• Available data:
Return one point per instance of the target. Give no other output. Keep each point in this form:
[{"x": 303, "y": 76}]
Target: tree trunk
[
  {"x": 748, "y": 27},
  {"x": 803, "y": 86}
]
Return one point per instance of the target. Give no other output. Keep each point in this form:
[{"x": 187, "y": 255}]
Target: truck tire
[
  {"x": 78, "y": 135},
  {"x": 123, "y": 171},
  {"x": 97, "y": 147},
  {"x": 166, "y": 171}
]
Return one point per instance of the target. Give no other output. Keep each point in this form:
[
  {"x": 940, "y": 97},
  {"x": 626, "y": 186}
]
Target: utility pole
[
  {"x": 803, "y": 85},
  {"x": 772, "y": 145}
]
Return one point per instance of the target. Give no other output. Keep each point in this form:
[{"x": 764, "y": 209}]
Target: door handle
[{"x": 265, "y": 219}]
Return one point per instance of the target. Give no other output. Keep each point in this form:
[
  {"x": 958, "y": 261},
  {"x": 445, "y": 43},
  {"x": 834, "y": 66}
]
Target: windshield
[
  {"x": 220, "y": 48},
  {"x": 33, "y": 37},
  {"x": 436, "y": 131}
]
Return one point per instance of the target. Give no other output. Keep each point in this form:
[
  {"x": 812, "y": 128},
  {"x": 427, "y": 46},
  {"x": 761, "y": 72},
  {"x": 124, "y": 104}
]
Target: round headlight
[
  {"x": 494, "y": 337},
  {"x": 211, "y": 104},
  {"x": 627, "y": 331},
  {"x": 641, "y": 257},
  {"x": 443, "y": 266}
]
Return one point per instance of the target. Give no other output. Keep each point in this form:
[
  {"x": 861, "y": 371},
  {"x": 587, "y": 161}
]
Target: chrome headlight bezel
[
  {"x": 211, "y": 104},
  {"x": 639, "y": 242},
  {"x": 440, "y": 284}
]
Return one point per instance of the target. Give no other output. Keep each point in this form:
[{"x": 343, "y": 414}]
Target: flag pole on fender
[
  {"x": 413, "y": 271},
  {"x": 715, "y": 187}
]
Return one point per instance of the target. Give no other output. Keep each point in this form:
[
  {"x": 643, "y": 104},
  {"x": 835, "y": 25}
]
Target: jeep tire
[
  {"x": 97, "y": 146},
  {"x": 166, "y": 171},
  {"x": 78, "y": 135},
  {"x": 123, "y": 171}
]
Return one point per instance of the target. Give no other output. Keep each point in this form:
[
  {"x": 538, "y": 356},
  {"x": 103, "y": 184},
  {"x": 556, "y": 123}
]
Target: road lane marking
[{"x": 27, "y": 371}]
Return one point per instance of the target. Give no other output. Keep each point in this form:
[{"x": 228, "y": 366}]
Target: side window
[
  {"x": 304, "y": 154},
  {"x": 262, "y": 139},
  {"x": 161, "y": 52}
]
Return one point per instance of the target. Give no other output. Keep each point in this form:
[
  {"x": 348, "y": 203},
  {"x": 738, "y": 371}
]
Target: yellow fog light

• Task objective:
Write the whole of the material out again, exactly.

• Output below:
Return one point per instance of the target. Give no other output. Keep each point in this form:
[{"x": 303, "y": 76}]
Target: tree trunk
[
  {"x": 748, "y": 27},
  {"x": 803, "y": 86}
]
Return one point per instance of the target. Give no other output. Keep each point in this form:
[{"x": 187, "y": 255}]
Target: truck tire
[
  {"x": 78, "y": 135},
  {"x": 123, "y": 171},
  {"x": 97, "y": 147},
  {"x": 166, "y": 171}
]
Return one point per instance of the target. Give no other output. Keep each point in this form:
[
  {"x": 940, "y": 97},
  {"x": 626, "y": 186}
]
Target: utility pole
[
  {"x": 803, "y": 85},
  {"x": 772, "y": 145}
]
Return one point per instance of the target. Give no other output. Keep each point in this form:
[{"x": 764, "y": 209}]
Target: door handle
[{"x": 265, "y": 219}]
Return one point per instance of the target. Give no other output. Keep each point in this form:
[
  {"x": 958, "y": 261},
  {"x": 445, "y": 43},
  {"x": 834, "y": 66}
]
Target: windshield
[
  {"x": 220, "y": 48},
  {"x": 33, "y": 37},
  {"x": 436, "y": 131}
]
Return one point per instance of the target. Give no other output. Keep each point in this form:
[
  {"x": 812, "y": 128},
  {"x": 427, "y": 46},
  {"x": 761, "y": 72},
  {"x": 124, "y": 104}
]
Target: round headlight
[
  {"x": 494, "y": 337},
  {"x": 211, "y": 104},
  {"x": 627, "y": 331},
  {"x": 641, "y": 257},
  {"x": 443, "y": 266}
]
Return one point per instance of the target. Give no other output. Keep each point in this form:
[
  {"x": 861, "y": 371},
  {"x": 587, "y": 161}
]
Target: chrome headlight bezel
[
  {"x": 211, "y": 104},
  {"x": 639, "y": 242},
  {"x": 440, "y": 284}
]
Return one point per instance of the target. Give no other output. Keep each point in this form:
[{"x": 343, "y": 414}]
Target: flag pole on fender
[
  {"x": 413, "y": 271},
  {"x": 715, "y": 187}
]
Return one point per instance of the target. Give no other output. Keep each point in this form:
[
  {"x": 643, "y": 104},
  {"x": 835, "y": 25}
]
Target: jeep tire
[
  {"x": 97, "y": 146},
  {"x": 166, "y": 171},
  {"x": 78, "y": 135},
  {"x": 123, "y": 171}
]
Return one point per instance of the target. Give no other output. Keep each point in this form:
[
  {"x": 538, "y": 356},
  {"x": 103, "y": 184},
  {"x": 556, "y": 123}
]
Target: road lane marking
[{"x": 27, "y": 371}]
Return one point per instance of the target. Give no other output. Keep each point in this form:
[{"x": 228, "y": 366}]
Target: side window
[
  {"x": 304, "y": 154},
  {"x": 262, "y": 139},
  {"x": 161, "y": 52}
]
Return one point per instance of the target. Give no other output. Keep each point in this form:
[
  {"x": 348, "y": 203},
  {"x": 738, "y": 371}
]
Target: yellow fog light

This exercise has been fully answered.